→ **Information shown**:
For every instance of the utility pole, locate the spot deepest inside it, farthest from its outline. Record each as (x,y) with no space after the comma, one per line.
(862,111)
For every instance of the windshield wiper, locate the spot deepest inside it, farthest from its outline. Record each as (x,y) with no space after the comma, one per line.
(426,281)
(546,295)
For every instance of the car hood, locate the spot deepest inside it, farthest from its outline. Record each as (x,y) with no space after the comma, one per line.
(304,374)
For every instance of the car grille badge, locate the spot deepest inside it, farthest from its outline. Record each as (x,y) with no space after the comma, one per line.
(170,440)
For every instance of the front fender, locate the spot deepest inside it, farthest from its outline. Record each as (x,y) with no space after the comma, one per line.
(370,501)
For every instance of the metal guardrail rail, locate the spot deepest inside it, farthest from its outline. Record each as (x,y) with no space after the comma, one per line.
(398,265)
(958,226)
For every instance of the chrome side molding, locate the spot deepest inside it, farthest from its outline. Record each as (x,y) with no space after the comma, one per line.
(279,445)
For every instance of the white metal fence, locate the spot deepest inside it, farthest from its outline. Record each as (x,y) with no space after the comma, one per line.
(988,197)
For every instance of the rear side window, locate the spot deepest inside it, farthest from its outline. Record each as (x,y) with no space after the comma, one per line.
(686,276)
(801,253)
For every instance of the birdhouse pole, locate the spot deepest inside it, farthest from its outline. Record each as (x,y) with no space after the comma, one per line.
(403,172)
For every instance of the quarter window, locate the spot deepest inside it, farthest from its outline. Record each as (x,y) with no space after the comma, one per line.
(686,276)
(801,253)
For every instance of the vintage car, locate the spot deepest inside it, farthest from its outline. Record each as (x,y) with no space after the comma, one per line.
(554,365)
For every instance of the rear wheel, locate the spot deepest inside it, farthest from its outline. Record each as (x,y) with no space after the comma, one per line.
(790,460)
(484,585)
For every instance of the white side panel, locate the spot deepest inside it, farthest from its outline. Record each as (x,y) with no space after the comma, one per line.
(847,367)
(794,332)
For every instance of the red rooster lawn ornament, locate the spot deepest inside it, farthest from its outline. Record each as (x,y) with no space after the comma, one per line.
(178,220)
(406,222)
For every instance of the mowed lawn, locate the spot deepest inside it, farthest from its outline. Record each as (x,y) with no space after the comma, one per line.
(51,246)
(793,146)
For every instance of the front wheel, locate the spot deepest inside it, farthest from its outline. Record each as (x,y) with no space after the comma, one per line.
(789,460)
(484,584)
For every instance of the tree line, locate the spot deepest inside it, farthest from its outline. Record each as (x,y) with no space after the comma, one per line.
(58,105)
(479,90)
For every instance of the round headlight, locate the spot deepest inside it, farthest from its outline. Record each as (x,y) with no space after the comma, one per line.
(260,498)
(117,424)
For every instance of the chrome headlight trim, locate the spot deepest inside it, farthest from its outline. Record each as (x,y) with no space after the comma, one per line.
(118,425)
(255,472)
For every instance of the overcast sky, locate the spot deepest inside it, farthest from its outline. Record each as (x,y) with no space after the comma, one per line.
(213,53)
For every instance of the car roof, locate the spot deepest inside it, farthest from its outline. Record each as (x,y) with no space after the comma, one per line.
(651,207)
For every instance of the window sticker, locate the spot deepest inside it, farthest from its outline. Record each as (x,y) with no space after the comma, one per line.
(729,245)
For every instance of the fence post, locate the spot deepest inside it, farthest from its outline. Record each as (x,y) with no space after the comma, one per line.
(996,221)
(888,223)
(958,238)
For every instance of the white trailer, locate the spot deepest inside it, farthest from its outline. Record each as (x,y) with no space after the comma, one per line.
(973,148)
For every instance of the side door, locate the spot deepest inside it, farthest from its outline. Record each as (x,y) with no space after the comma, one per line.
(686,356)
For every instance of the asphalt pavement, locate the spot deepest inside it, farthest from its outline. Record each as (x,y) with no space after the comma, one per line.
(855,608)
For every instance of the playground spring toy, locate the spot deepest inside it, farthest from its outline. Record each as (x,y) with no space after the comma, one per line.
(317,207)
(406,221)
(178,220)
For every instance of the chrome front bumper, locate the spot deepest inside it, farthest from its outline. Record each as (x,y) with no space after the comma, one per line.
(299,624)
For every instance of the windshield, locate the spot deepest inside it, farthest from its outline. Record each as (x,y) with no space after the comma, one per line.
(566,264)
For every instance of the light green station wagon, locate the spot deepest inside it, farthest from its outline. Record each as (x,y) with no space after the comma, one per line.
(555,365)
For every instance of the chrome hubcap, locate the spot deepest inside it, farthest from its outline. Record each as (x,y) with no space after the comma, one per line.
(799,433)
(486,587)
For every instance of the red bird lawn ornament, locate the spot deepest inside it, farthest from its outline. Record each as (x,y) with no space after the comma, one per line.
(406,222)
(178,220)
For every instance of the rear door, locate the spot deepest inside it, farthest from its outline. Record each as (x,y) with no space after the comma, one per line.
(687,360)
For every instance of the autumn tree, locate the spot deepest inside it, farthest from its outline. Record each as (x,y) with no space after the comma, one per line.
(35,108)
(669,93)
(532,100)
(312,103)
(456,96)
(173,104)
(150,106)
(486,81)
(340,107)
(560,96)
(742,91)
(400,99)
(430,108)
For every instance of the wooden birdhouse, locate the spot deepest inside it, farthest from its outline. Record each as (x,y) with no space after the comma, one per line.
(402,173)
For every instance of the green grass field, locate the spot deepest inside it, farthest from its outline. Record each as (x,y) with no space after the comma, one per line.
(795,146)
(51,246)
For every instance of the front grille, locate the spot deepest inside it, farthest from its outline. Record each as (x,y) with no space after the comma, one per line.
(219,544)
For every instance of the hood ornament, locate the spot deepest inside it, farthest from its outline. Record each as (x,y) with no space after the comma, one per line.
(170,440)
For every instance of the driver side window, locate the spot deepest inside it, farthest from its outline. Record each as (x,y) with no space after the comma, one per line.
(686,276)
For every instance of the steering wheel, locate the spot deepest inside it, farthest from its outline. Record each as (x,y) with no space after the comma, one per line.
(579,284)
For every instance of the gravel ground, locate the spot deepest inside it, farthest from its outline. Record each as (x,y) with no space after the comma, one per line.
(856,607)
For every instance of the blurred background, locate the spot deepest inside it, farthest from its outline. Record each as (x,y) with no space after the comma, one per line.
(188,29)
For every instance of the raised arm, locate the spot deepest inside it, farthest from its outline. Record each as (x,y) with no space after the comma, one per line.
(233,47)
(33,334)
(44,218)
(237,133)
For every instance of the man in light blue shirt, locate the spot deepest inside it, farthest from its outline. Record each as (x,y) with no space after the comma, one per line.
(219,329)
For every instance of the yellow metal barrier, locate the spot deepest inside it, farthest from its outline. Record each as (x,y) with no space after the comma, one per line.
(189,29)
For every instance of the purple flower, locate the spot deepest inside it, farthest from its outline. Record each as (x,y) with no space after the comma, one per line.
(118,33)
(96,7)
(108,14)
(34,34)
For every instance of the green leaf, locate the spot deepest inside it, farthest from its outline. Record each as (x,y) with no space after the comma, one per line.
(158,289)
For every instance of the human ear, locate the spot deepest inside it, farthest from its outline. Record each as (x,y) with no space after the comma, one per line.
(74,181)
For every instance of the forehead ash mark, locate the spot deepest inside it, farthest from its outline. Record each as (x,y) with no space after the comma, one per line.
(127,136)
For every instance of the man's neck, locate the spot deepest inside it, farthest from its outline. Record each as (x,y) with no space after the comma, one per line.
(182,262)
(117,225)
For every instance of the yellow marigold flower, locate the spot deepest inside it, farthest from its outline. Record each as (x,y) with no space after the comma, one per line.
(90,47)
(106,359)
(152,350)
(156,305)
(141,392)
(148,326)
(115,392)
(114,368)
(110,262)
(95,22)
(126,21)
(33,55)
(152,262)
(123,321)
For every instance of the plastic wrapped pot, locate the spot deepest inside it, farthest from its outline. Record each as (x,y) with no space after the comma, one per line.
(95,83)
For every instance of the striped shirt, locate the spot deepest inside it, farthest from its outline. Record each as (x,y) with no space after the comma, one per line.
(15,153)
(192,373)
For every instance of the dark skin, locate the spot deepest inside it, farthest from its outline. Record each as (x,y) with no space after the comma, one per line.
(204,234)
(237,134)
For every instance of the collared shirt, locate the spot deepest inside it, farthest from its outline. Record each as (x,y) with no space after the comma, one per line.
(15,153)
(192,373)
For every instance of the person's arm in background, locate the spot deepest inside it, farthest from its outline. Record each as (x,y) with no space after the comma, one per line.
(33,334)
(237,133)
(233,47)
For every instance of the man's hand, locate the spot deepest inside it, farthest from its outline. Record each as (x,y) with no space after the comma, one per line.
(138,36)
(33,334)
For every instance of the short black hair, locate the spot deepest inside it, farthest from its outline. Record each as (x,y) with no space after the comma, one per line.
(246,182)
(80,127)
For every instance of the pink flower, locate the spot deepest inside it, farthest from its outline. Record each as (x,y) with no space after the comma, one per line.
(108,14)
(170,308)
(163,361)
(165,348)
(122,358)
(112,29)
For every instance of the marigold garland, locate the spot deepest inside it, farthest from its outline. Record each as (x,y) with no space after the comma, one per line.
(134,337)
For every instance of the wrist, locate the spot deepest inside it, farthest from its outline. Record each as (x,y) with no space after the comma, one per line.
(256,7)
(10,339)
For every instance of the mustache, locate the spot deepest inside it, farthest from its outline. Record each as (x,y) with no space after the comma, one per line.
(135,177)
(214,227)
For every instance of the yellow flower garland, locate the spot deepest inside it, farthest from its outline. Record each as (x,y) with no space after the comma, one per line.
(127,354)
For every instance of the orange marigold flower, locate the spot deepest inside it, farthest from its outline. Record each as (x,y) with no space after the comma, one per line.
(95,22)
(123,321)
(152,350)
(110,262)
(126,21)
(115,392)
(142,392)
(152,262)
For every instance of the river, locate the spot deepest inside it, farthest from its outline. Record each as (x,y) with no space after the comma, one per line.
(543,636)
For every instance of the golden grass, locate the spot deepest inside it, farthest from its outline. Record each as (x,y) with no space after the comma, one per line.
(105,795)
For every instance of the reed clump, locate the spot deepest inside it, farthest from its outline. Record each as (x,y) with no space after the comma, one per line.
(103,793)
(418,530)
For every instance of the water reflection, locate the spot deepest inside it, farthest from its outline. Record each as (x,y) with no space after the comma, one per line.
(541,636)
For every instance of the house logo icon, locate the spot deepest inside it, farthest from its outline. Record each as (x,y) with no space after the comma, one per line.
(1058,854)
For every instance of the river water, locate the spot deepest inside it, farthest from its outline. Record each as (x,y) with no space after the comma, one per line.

→ **Exercise goal**:
Nothing but the lines from the one with "For every instance of the wrist, locate" through the end of the data above should be repeated, each exactly as it stands.

→ **Exercise output**:
For every instance of the wrist, locate the spot deepest inside it, farthest from its outline. Record each as (x,y) with no space after the comma, one per line.
(256,7)
(10,339)
For every instance of the mustache, locate the spot deepest inside it, farthest from its outline. Record each as (x,y) with no space after the comma, one per line.
(135,177)
(214,227)
For every instance of the yellow flower garland, locate the spot deepest inside it, farthest from its outline. Record each as (x,y) with no space after the comma, one per line.
(127,354)
For every instance of the orange marigold flower, locate the spot deepest inside it, farthest from its outline. Record each as (x,y) with no space after the comma, one per line.
(95,22)
(123,321)
(152,350)
(110,262)
(126,21)
(115,392)
(142,392)
(152,262)
For every instance of the river, locate the spot deepest inside it, farthest from its outline. Record each as (x,y) with no space after the comma, one per line.
(543,636)
For every instance of the golden grass, locate the spot deepest inside it, farthest from its outline. Record each as (x,y) with no space after the comma, one per line.
(105,795)
For every instance of the reed clump, locate the spot deepest inside it, farthest from its outline. Record each as (x,y) with no space after the comma, one per line.
(103,793)
(418,530)
For every instance of the water reflection, locate the spot deepest inside it, farthest from its outline. Record each as (x,y) with no space after the comma, one per line.
(541,636)
For every instance of the house logo icon, locate the spot deepest inside it, farthest from its outline. Record each as (x,y) with no space after the comma, one per line.
(1058,854)
For every instance of the river water, locate the spot deepest inside it, farthest from its outline. Record each as (x,y) with no space after the comma, one per line.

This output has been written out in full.